• [Polecenia do ćwiczeń]
A - Przepisz dokładnie fragment tekstu o sankcjach wobec Iranu, zaczynając od „Teoretycznie niedźwiedzie powinny” i kończąc na „września 2017 r.”.
B - Zaktualizuj listing od wiersza zawierającego „of every calm” do wiersza zawierającego „[8,0,200,54]” włącznie, zastępując „lake” słowem „pond” i nie zmieniając niczego więcej. Podaj wyłącznie te wiersze.

==== Tekst źródłowy ====

Teoretycznie niedźwiedzie powinny mieć przewagę, biorąc pod uwagę doniesienia, że w najbliższych dniach mogą zostać zniesione sankcje wobec Iranu. Jednak w miarę upływu dni rynek coraz częściej zadaje sobie pytanie, czy Iran jest w stanie zapewnić dostawy.
Informacja, że sankcje mogłyby zostać zniesione nawet już w przyszły poniedziałek spowodowała, że cena ropy WTI przewyższyła cenę ropy Brent i sytuacja ta może się utrzymać do września 2017 r.
Przeprowadzona z moim udziałem analiza agencji Bloomberg wykazała, że po zniesieniu sankcji Iran najprawdopodobniej zwiększy swoją produkcję jedynie o 100 000 baryłek dziennie w ujęciu miesięcznym i o 400 000 baryłek w perspektywie sześciu miesięcy.

==== Wyodrębniony listing ====

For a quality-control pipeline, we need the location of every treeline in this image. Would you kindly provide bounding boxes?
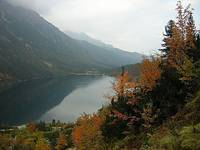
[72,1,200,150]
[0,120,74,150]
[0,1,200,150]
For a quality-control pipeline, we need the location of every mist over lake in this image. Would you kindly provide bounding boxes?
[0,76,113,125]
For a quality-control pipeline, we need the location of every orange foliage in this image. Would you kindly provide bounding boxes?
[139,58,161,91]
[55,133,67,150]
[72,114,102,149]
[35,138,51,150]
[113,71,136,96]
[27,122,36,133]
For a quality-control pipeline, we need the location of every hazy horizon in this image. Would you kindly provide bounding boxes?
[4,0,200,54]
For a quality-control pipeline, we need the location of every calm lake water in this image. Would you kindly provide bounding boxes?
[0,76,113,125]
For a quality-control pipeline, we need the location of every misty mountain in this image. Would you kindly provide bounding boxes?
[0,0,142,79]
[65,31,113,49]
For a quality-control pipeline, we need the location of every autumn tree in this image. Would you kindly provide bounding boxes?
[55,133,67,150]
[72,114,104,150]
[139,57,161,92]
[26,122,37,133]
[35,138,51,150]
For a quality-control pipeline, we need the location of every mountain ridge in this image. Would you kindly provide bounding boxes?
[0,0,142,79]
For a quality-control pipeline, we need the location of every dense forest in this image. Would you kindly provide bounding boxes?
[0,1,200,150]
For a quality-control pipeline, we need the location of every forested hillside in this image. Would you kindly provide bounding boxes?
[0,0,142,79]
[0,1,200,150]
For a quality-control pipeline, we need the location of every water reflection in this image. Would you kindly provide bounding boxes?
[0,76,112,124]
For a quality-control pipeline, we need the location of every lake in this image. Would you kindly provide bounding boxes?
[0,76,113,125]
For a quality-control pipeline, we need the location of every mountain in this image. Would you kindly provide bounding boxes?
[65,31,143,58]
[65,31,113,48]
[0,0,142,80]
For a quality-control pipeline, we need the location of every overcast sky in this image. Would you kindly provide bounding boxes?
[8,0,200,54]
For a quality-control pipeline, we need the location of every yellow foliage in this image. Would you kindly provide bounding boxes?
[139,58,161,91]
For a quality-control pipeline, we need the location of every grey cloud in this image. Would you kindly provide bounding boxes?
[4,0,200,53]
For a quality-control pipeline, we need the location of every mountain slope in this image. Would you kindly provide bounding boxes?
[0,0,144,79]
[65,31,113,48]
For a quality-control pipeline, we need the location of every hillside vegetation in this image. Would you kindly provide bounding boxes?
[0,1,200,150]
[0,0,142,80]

====
==== Wyodrębniony listing ====

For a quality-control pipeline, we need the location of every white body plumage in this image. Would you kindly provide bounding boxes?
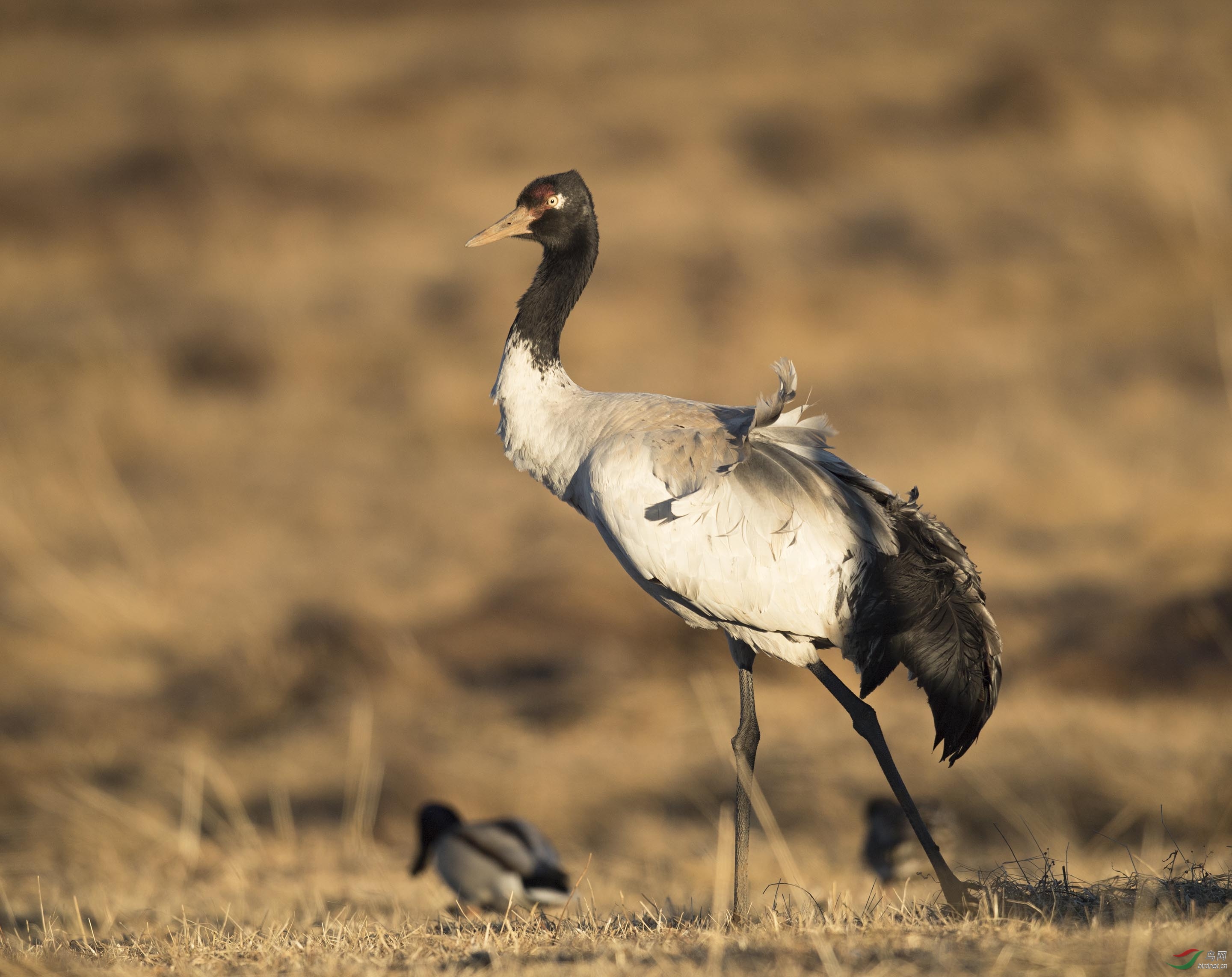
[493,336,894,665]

====
==== Wyodrębniony listing ====

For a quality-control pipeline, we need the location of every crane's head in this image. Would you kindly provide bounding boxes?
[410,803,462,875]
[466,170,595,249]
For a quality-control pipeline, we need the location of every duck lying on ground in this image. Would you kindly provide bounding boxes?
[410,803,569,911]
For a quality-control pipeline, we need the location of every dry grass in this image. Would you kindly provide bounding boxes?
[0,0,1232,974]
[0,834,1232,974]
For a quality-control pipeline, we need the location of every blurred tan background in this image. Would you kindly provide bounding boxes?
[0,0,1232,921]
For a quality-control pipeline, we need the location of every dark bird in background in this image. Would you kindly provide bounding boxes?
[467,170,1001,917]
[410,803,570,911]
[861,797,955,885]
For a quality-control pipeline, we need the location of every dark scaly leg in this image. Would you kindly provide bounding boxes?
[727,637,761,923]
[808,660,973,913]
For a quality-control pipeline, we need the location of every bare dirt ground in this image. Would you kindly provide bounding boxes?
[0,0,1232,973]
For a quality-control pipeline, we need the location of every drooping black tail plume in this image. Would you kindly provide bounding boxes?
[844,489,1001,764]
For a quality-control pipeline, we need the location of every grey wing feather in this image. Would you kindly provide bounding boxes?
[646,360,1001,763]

====

• [Rozwiązania zadań]
A -
Teoretycznie niedźwiedzie powinny mieć przewagę, biorąc pod uwagę doniesienia, że w najbliższych dniach mogą zostać zniesione sankcje wobec Iranu. Jednak w miarę upływu dni rynek coraz częściej zadaje sobie pytanie, czy Iran jest w stanie zapewnić dostawy.
Informacja, że sankcje mogłyby zostać zniesione nawet już w przyszły poniedziałek spowodowała, że cena ropy WTI przewyższyła cenę ropy Brent i sytuacja ta może się utrzymać do września 2017 r.

B -
For a quality-control pipeline, we need the location of every calm pond water in this image. Would you kindly provide bounding boxes?
[0,76,113,125]
For a quality-control pipeline, we need the location of every misty mountain in this image. Would you kindly provide bounding boxes?
[0,0,142,79]
[65,31,113,49]
For a quality-control pipeline, we need the location of every autumn tree in this image. Would you kindly provide bounding boxes?
[55,133,67,150]
[72,114,104,150]
[139,57,161,92]
[26,122,37,133]
[35,138,51,150]
For a quality-control pipeline, we need the location of every mountain ridge in this image. Would you kindly provide bounding boxes?
[0,0,142,79]
For a quality-control pipeline, we need the location of every dense forest in this image. Would you kindly provide bounding boxes?
[0,1,200,150]
For a quality-control pipeline, we need the location of every forested hillside in this image. Would you kindly provide bounding boxes?
[0,0,142,79]
[0,1,200,150]
For a quality-control pipeline, we need the location of every water reflection in this image. Would you kindly provide bounding boxes?
[0,76,112,124]
For a quality-control pipeline, we need the location of every pond in this image. Would you kindly provide bounding boxes?
[0,76,113,125]
For a quality-control pipeline, we need the location of every mountain in this image. Would you kindly provide bounding boxes?
[65,31,143,58]
[65,31,113,48]
[0,0,142,80]
For a quality-control pipeline, we need the location of every overcast sky in this image. Would you kindly provide bounding boxes?
[8,0,200,54]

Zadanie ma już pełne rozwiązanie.